## [Lista de tarefas]
(a) Segundo o texto sobre a ciência no Brasil, quantos dias é preciso esperar no Brasil para receber uma enzima que falta?
(b) Dê continuidade ao texto sobre a ciência no Brasil a partir da última frase apresentada.

## [Texto extraído]

------------

Hoje, como bolsista de pós-doutorado, sou considerada uma jovem pesquisadora e a situação melhorou um pouco. Mas a ciência não se faz do dia para a noite. Tenho 30 anos. Comecei aos 19. E passei por maus bocados. Além de toda a dificuldade, há na academia orientadores autoritários, que fazem assédio moral. Passei por diversos episódios. Sofri com situações de estresse, racismo velado, preconceito por ser mulher, negra e nordestina. Guardo comigo relatos que dariam cadeia… mas como você faz? Vai denunciar quem é o responsável pelo seu recurso financeiro, correndo o risco de ter sua pesquisa interrompida e até cancelada? Não, apenas segue em frente. Por amor à ciência.

“Epidemias paralelas ao coronavírus podem estar ocorrendo no Brasil, como a de dengue.”

Qual seria um modelo melhor?

Em países como Alemanha, Estados Unidos e Inglaterra, por exemplo, quando você está na fase de doutorado, já é considerado funcionário do instituto no qual pesquisa. Tem salário, férias. E não se trata apenas de garantia financeira. Em grande parte dos países lá fora há mais valorização da ciência. Comparando com a minha experiência de pesquisadora na Inglaterra, por exemplo: quando lá acabava um reagente (componente fundamental) eu descia ao depósito, localizado no subsolo do mesmo prédio, e imediatamente retirava outros frascos, para continuar a pesquisa. Aqui no Brasil, se falta uma enzina, temos de esperar 45 dias para recebê-la. Uma remessa chega a ficar tanto tempo presa na alfândega, que o gelo seco que a mantém na temperatura certa evapora. Sem refrigeração, o produto perde a eficiência. Isso acontece muito frequentemente. São questões logísticas nas quais o Brasil ainda está muito atrás.

Precisamos de mudanças na legislação. O então deputado federal Romário, em 2015, chegou a propor uma lei para reduzir ou eliminar impostos sobre produtos médicos e laboratoriais e facilitar a entrada desses itens no País em relação à questão alfandegária. Não vingou o projeto, porque não era de interesse da maioria dos deputados.

------------

## [Os dados]
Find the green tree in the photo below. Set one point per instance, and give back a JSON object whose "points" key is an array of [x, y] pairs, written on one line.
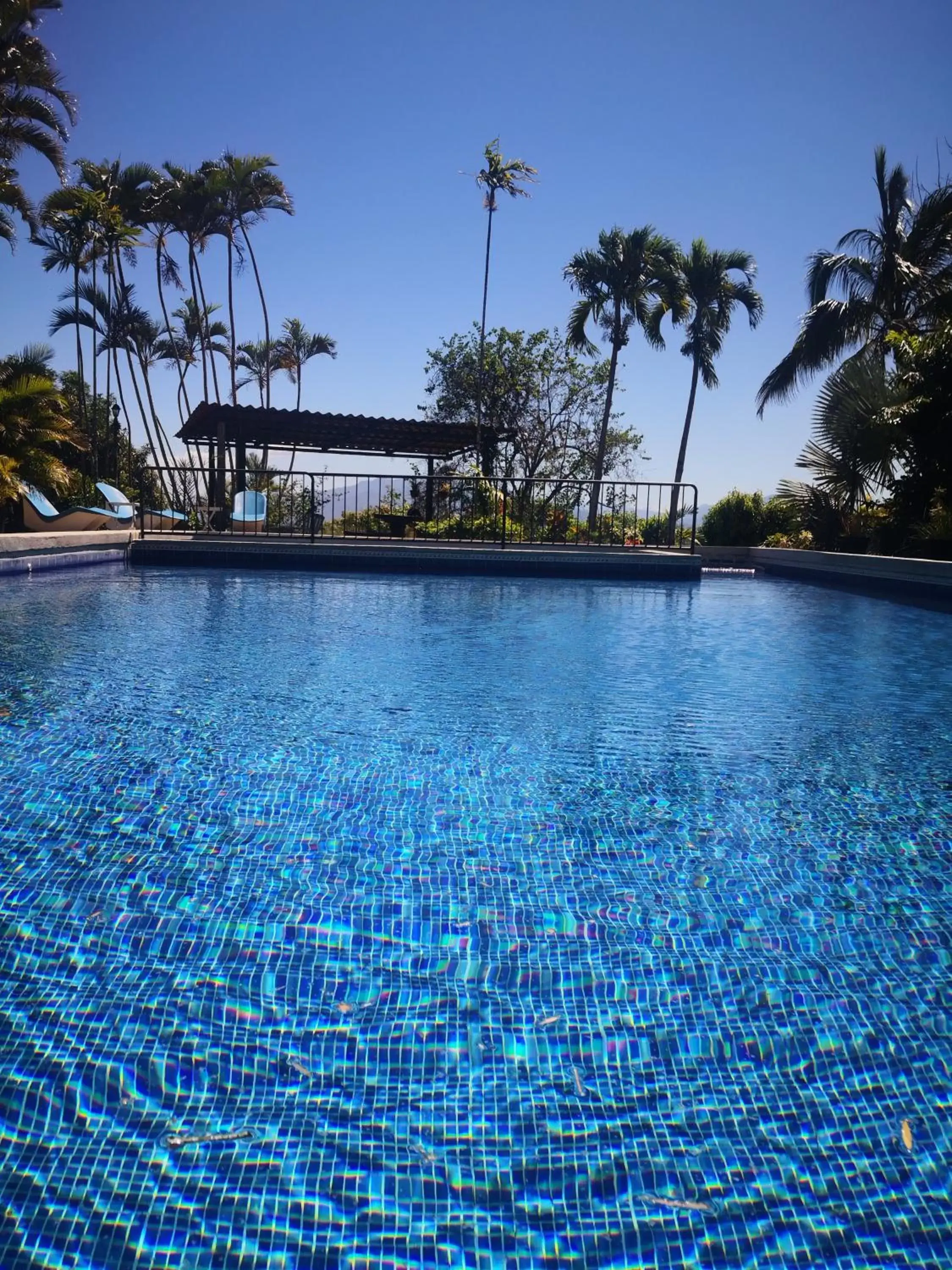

------------

## [Respostas por tarefa]
(a) 45 dias.

(b)
Qual a sua maior preocupação no momento?

Com as epidemias paralelas ao coronavírus que podem estar ocorrendo no Brasil, como a de dengue. Sabemos que todo ano, principalmente de dezembro a fevereiro, há aumento significativo nos casos. Como os laboratórios que tradicionalmente fazem testes para essa doença estão ocupados testando o covid-19, a dengue passa a ser subnotificada. Não temos dados. Esse vácuo vai impactar estatísticas e políticas de saúde. Entendo que nesse momento temos questões mais urgentes para resolver. Estamos sofrendo com falta de máscaras, respiradores e equipamentos para combater o coronavírus. Não tem para onde correr. Sem saúde você não consegue movimentar a economia. Nosso chefe de Estado, que despreza a ciência, agora está brincando com o Brasil. Como brasileiros, temos que seguir cobrando atitudes sensatas e melhores condições para todos.

Como cientista, você tem enxergado mudanças na maneira como as pessoas encaram a ciência, em razão da pandemia?

Fora a valorização dos profissionais de saúde, não [vejo] muitas mudanças. A população brasileira não conhece a ciência produzida aqui. Eu trabalho com isso há dez anos… Publiquei 50 sequências inéditas referentes à febre amarela, que ninguém no mundo fez igual. E só fiquei conhecida por sequenciar duas moleculazinhas de RNA. Mas continuo com os meus dois pés no chão. Sou cientista, não sou nenhuma famosa. Sei exatamente o que está acontecendo. O que fiz é importante, mas em termos de inovação não trouxe quase nada.

Você tem planos para o futuro?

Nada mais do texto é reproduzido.